• **Directions**:
Find "of the mosque" in the material below and restate exactly the line holding it together with every line that comes after.

• **Records**:
***
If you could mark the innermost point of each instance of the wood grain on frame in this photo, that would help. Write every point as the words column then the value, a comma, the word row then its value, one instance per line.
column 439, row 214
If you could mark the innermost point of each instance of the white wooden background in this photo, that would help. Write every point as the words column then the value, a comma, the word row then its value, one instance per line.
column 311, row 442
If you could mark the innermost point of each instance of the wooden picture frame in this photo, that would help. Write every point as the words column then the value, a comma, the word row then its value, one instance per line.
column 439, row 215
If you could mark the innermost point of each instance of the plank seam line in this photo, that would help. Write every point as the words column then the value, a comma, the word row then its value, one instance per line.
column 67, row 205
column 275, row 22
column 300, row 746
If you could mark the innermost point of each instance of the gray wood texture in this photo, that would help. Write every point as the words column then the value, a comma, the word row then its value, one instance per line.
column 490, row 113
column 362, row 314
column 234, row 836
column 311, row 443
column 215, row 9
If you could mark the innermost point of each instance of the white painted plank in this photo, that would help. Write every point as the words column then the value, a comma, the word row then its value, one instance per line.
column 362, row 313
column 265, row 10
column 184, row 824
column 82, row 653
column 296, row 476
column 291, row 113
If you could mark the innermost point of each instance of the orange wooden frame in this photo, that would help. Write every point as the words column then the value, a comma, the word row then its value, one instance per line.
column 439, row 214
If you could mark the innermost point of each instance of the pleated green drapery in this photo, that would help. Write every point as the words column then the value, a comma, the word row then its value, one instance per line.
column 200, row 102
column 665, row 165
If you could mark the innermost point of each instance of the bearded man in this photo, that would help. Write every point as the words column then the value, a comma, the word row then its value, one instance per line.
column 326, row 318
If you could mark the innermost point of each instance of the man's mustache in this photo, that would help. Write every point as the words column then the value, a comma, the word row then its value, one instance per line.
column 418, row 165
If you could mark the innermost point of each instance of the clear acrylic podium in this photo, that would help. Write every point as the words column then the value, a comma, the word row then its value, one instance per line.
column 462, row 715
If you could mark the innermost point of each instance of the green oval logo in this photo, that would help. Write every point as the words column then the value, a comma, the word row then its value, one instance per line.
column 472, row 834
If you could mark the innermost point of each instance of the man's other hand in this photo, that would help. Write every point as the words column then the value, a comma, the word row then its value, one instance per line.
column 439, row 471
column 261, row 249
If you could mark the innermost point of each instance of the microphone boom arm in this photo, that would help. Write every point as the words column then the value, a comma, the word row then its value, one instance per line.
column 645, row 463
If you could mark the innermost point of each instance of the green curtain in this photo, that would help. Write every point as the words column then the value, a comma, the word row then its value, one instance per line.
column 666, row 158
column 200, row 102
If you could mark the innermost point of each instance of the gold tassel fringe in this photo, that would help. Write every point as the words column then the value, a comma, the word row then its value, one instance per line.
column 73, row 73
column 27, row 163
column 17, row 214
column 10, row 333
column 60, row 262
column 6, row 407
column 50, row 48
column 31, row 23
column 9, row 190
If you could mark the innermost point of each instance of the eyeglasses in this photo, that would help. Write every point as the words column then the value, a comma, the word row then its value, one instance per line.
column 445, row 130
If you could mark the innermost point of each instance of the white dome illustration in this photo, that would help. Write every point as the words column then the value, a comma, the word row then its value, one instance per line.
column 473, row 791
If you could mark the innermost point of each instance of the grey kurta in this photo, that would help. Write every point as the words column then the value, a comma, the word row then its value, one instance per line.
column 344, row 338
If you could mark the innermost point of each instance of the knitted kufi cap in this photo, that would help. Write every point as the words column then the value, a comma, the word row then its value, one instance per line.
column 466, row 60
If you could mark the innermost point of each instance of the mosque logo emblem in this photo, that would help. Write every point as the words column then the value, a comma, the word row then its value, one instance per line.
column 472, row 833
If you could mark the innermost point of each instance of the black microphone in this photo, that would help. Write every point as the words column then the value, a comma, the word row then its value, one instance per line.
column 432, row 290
***
• **Solution for this task**:
If you could mark the innermost point of each instance of the mosque logo emblem in this photo, that would help. Write every point as the words column then the value, a comma, the word row then its value, one instance per line.
column 472, row 833
If you could mark the innermost point of each instance of the black microphone in this photo, that would help. Write every point as the words column then the value, a comma, the word row then its value, one instance per line.
column 432, row 290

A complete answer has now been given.